### Text to read
----------------

A buyer persona helps brands identify and target certain buyers within their audience for a successful marketing campaign. Check out our guide on how to build a buyer persona that goes beyond the basics—and take advantage of our template!
What Is a Buyer Persona?
A buyer persona is a data-informed description of the ideal customer for your business. They typically include a fictional profile composed of actual demographic and psychographic information from your target audience. Depending on what industry you’re in, you’ll likely have multiple buyer personas for different business goals.
For example, Hurrdat Marketing targets a variety of small to medium-sized businesses, while Hurrdat Sports Bar targets local families and sports fans. Buyer personas can be built for both audiences to more effectively market to them, but there are a few variables to consider, including the difference between business-to-business (B2B) and business-to-consumer (B2C) personas.
B2B Buyer Personas
- Acknowledge business needs in the decision-making process
- Consider details like budgets, ROI, & industry regulations
- Factor in more complex sales cycles
B2C Buyer Personas
- Acknowledge emotional influence in the customer journey
- Consider details like demographics & lifestyle choices
- Factor in shorter buyer journeys, focusing on purchasing triggers
Why Create a Buyer Persona?
An important tool in understanding your ideal customer’s thoughts, goals, and actions, accurate buyer personas can increase sales through personalized ads and improve the likelihood of repeat customers. In fact, 93% of companies who segment their customers by buyer personas exceed lead and revenue goals.
Buyer personas can also help with:
- Delivering relevant marketing campaigns to your target audience
- Prioritizing important marketing channels
- Ensuring your copywriting, design, & content resonates with your audience
- Helping teams make quick, impactful decisions
- Inform future service and product development
While the primary goal of this marketing tactic is to describe who you want to cater to, it’s helpful to consider a negative buyer persona—customers you don’t want to attract because your product or service isn’t relevant to them. Knowing your negative personas help you narrow your marketing toward your ideal customers.
What Should a Buyer Persona Include?
A well-crafted buyer persona should include both quantitative and qualitative data to create a well-rounded profile that defines the voice and tone of your ideal customer. Understanding your customer through excellent data collection tactics will help you determine how they consume content, what content they engage with most, and the best way to reach them—whether that’s via emails, blogs, video advertising, or social media marketing.

----------------

### Data excerpt
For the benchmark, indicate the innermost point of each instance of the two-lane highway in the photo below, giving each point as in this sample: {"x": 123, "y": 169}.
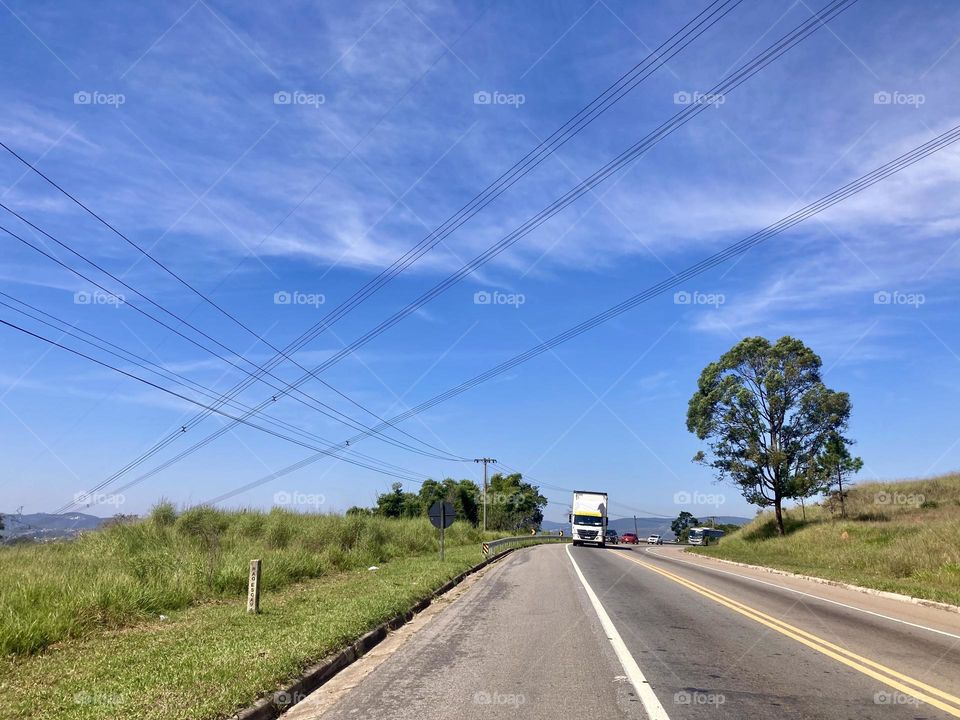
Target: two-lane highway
{"x": 557, "y": 631}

----------------

### Stated exercise 1
Copy the buyer persona article above from "A well-crafted buyer" to "social media marketing.".
### Stated exercise 2
Go on with the buyer persona article from the point where it stops.

### Output 1
A well-crafted buyer persona should include both quantitative and qualitative data to create a well-rounded profile that defines the voice and tone of your ideal customer. Understanding your customer through excellent data collection tactics will help you determine how they consume content, what content they engage with most, and the best way to reach them—whether that’s via emails, blogs, video advertising, or social media marketing.

### Output 2
Here are some common demographics to include in your buyer persona:
- Age
- Location
- Education
- Occupation
- Communication Preferences (e.g., email, mail, etc.)
- Preferred Social Media Platform
- Goals
- Motivations
- Needs
- Challenges
- Quotes
How to Do Buyer Persona Research
Buyer personas should be clear, detailed, and backed up by solid research. Depending on what kind of information you need and what your resources are, there are quite a few buyer persona research options. Follow these steps to develop accurate and reliable buyer personas, or improve the ones you already have.
Dig In to Analytics
Make informed decisions when creating your buyer persona by pulling your audience’s demographic data from your social media platforms, website, email marketing, and paid advertising campaigns. Most platforms and automated marketing tools record basic information like your audience’s age and location as well as track how they engage with the content your brand already produces—which helps illustrate your customers’ background.
If you’ve already created a basic buyer persona, consider taking analytics a step further by implementing additional data-based marketing tactics. Strategies like A/B testing can help you learn more about your existing customers by measuring what content resonates with them most.
For example, if you know what kind of email subject lines, social posts, and blog topics your audience engages with most, see how making them more specific with affect your audience. If only half engage with the test content, you can add that information to your existing buyer persona.
Research Competitors
No matter what industry your business is in, scoping out the competition is a necessity. First, identify who your competition is by looking at who else your audience follows on social media within your industry or niche. Then, investigate their audience by reading their comments and looking at their profiles to learn more about them. Take this opportunity to evaluate tactics your competitor is employing that successfully drive engagement. This information will help you further define your buyer persona and take note of what marketing tactics you should try.
If you’re ready to conduct additional research to supplement your buyer persona, there are a few things you can do. Delve into specific niches within your industry and observe those particular audiences so you can further define and segment your personas. Explore indirect competitors who are offering similar products and services or are in a related industry to identify different, overlapping branches of your audience to create multi-faceted personas. And utilize advanced marketing tools like Hootsuite, Similarweb, and the Market Explorer from Semrush, which can analyze and track your competition’s success with their audience.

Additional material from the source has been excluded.